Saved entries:
· · · · ·
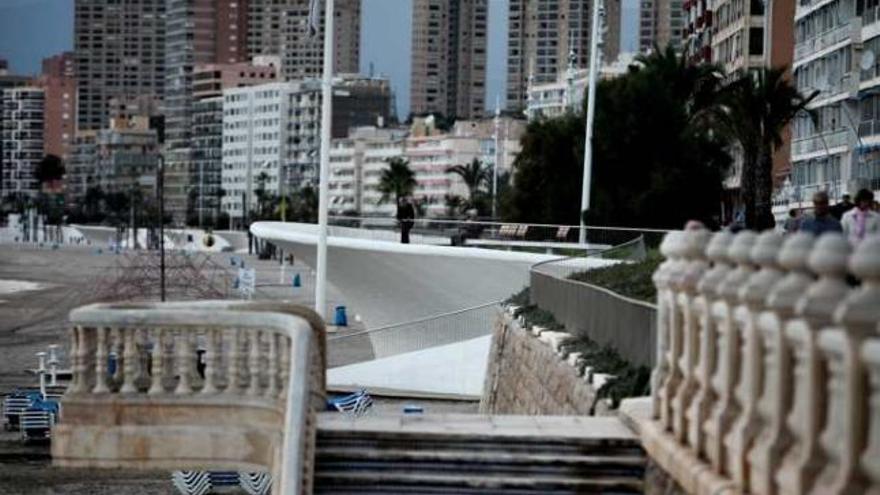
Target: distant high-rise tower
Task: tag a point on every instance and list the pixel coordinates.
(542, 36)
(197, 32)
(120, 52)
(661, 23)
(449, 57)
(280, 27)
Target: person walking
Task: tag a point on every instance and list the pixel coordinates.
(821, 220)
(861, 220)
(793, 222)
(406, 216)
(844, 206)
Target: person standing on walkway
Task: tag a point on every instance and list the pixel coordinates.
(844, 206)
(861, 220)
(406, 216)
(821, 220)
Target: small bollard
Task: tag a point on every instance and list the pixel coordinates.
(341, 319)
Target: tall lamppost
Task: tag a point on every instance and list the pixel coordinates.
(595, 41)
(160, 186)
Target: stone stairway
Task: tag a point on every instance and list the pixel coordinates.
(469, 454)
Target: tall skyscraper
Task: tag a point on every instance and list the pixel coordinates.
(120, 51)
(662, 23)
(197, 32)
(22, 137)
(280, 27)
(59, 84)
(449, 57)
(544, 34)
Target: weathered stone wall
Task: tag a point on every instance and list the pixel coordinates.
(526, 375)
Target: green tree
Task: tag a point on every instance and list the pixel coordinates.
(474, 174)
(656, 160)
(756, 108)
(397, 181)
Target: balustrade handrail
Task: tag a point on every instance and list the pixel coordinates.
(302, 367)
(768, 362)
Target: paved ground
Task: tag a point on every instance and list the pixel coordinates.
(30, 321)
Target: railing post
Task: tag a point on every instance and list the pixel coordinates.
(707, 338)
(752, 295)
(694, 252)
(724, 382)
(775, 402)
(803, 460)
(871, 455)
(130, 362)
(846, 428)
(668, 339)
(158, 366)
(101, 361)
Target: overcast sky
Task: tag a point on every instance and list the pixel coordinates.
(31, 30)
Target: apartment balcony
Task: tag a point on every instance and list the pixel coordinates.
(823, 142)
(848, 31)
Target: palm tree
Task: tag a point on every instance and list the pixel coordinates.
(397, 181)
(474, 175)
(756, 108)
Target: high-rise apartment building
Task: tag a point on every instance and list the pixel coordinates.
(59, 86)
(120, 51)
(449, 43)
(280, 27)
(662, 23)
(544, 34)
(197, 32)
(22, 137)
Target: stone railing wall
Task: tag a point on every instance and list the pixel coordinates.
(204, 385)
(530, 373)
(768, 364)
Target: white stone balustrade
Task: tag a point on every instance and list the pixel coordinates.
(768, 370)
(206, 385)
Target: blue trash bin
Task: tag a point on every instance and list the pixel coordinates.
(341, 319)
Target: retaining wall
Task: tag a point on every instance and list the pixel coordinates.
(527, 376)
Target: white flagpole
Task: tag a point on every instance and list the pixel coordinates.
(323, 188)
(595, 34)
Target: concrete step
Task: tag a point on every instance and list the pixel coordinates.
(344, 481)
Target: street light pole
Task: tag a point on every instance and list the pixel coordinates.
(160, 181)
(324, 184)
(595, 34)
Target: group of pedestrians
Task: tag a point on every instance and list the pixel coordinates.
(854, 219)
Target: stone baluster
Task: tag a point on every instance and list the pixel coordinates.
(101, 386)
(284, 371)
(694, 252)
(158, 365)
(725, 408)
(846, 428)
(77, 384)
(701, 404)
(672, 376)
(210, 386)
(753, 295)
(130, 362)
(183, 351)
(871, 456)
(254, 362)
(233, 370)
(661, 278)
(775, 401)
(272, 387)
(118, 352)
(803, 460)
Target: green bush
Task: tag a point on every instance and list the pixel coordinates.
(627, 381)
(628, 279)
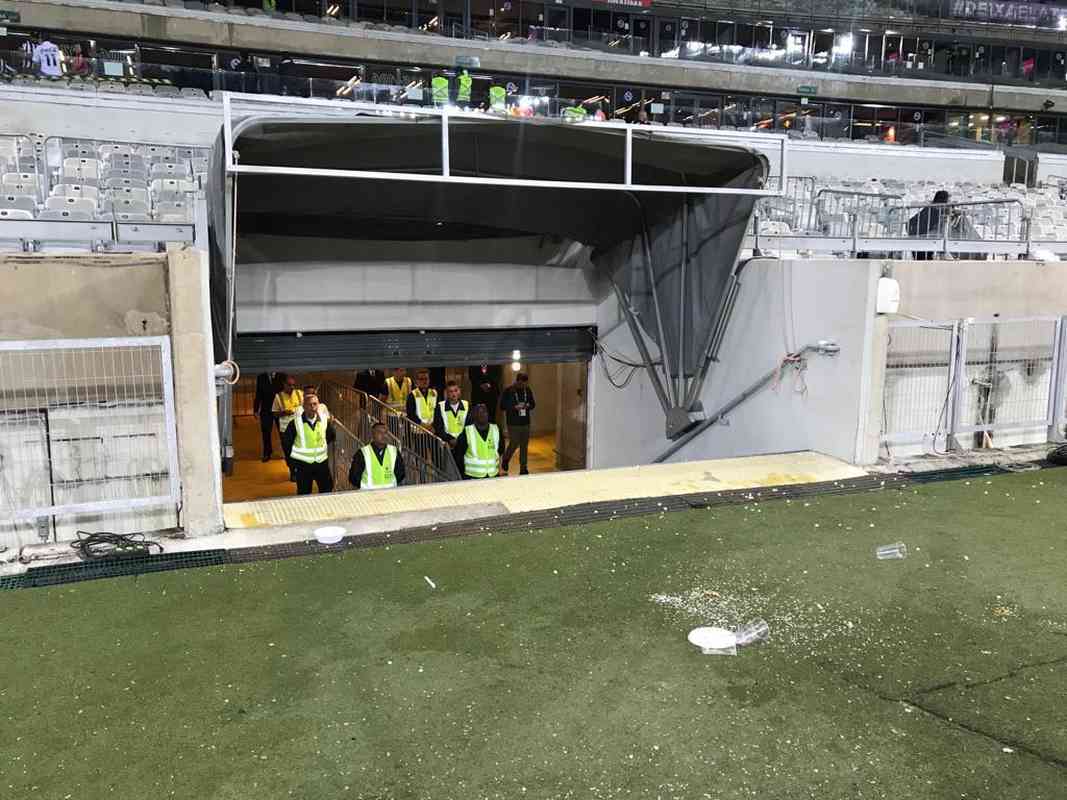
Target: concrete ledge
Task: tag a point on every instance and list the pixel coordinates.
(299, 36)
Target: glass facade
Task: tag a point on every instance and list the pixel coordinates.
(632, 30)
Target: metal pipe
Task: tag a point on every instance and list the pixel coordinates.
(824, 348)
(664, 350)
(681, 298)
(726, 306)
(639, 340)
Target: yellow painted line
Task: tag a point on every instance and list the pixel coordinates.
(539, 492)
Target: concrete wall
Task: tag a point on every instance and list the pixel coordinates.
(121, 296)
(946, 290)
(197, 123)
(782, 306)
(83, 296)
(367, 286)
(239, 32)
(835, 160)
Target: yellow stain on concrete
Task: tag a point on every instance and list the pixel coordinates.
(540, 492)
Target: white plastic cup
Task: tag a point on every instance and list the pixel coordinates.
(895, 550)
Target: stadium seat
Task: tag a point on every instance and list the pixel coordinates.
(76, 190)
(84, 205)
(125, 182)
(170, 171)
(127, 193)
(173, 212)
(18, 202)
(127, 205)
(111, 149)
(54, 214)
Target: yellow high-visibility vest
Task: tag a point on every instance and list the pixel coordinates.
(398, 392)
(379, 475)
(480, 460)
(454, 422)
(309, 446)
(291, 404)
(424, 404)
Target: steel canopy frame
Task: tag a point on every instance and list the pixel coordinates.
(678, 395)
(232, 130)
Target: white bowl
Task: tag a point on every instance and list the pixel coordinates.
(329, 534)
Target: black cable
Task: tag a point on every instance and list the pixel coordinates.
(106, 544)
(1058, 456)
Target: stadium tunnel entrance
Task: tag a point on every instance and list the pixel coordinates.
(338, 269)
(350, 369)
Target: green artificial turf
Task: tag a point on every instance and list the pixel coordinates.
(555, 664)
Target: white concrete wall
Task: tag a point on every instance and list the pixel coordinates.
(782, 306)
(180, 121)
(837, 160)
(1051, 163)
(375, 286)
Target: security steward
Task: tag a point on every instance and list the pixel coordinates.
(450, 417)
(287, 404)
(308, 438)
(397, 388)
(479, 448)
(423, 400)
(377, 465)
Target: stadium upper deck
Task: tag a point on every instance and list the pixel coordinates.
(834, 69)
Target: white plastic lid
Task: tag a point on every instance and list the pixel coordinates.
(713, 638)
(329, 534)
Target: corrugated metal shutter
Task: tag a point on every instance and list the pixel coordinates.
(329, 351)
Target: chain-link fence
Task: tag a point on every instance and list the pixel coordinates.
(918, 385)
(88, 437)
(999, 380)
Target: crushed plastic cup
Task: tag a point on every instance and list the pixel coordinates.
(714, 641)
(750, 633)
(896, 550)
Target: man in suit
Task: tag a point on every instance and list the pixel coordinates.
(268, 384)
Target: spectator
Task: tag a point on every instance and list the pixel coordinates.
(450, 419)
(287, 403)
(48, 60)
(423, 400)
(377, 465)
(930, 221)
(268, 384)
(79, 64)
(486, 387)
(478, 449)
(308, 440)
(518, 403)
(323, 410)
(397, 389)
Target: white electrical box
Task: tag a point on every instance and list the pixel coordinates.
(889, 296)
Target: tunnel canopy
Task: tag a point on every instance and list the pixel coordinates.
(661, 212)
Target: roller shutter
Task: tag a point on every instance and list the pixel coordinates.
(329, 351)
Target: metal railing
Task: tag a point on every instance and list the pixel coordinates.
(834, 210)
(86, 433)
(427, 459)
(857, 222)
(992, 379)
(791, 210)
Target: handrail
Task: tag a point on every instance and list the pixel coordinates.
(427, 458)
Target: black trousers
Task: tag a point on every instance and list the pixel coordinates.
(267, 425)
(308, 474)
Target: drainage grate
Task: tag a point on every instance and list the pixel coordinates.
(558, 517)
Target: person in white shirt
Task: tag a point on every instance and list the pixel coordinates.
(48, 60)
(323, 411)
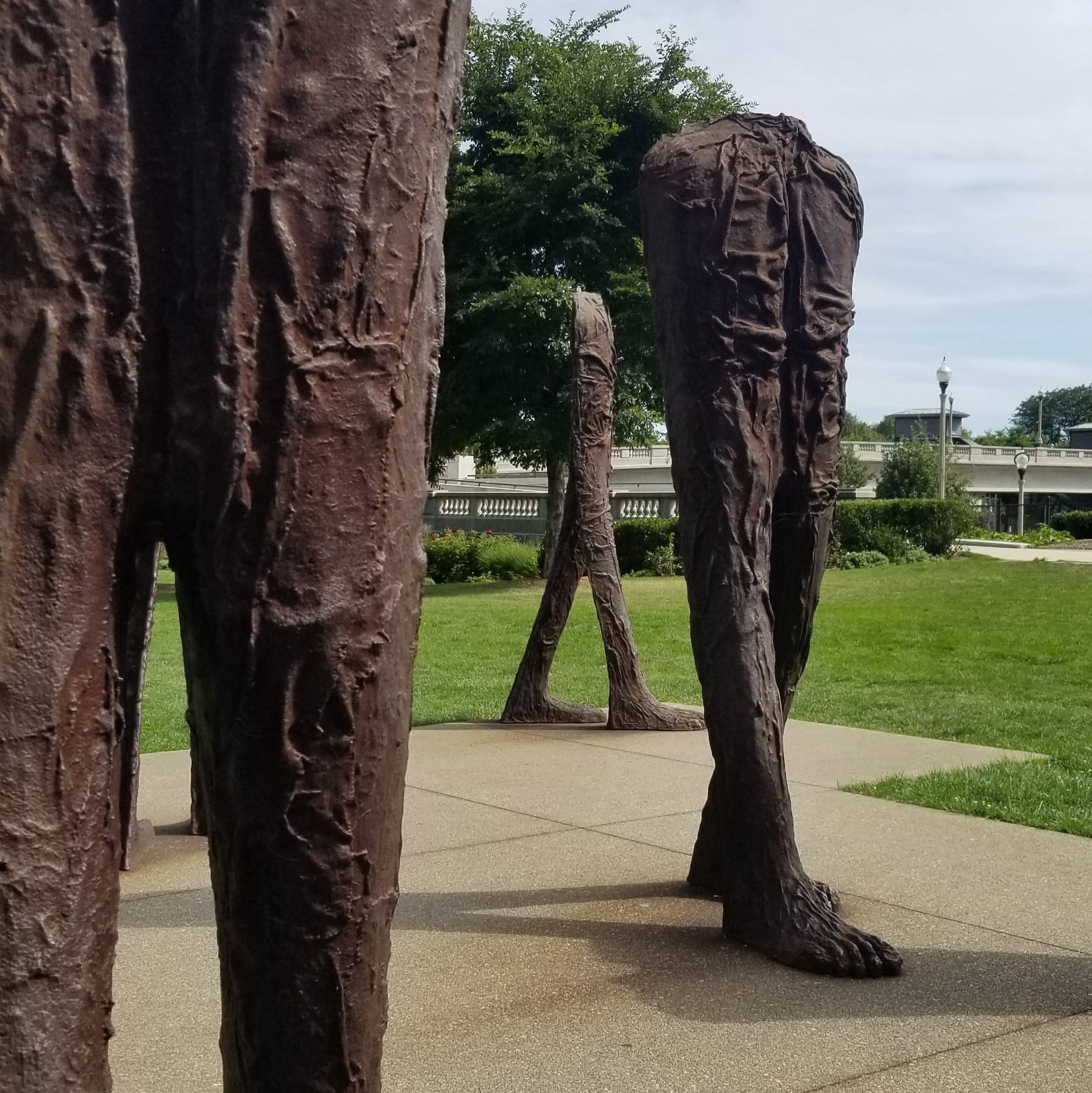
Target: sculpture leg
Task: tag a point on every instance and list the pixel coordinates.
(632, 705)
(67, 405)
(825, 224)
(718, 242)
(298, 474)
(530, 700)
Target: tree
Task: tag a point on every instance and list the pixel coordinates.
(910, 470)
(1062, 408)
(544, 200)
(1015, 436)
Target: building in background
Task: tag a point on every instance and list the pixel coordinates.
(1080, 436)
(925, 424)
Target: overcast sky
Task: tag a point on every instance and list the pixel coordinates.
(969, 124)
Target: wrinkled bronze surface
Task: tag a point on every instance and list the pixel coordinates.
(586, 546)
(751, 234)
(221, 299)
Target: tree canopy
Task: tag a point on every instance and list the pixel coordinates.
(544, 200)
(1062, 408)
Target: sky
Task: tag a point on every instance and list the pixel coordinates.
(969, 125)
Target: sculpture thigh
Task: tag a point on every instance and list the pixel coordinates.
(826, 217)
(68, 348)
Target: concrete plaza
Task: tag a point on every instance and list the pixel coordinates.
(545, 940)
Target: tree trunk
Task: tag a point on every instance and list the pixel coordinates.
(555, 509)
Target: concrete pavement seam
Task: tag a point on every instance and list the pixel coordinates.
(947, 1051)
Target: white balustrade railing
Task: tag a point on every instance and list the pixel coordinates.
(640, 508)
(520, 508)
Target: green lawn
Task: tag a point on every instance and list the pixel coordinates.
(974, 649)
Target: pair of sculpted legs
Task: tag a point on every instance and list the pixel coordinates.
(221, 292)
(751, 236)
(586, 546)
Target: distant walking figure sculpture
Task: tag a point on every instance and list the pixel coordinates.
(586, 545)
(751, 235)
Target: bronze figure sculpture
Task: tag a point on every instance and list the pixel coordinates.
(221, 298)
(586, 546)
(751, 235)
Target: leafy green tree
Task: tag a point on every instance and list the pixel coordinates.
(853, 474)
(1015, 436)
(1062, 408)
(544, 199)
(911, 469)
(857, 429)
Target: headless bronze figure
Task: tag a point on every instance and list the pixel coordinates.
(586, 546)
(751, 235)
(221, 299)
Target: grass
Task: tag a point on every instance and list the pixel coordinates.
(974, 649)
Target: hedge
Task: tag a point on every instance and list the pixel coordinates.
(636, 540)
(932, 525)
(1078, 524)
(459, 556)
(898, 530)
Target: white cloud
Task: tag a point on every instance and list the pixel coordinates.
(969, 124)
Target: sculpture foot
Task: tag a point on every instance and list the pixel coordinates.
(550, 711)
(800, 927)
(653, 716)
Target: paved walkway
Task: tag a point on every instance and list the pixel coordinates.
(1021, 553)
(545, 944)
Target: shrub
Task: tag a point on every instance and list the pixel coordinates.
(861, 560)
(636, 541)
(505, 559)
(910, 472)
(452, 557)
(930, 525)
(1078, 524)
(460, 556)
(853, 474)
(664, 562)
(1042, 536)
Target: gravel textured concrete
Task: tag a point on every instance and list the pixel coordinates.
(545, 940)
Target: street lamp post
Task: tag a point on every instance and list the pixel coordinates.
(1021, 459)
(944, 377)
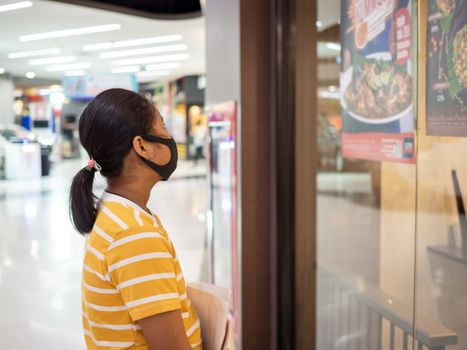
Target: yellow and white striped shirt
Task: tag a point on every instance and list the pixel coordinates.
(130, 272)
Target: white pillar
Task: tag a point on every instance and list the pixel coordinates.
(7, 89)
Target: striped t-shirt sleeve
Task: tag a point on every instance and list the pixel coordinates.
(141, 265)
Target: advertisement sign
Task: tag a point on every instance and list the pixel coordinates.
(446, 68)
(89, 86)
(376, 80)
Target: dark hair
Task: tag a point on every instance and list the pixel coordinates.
· · · · ·
State how many lines of the records above contain "person", with no words besides the number.

◆ **Task result**
3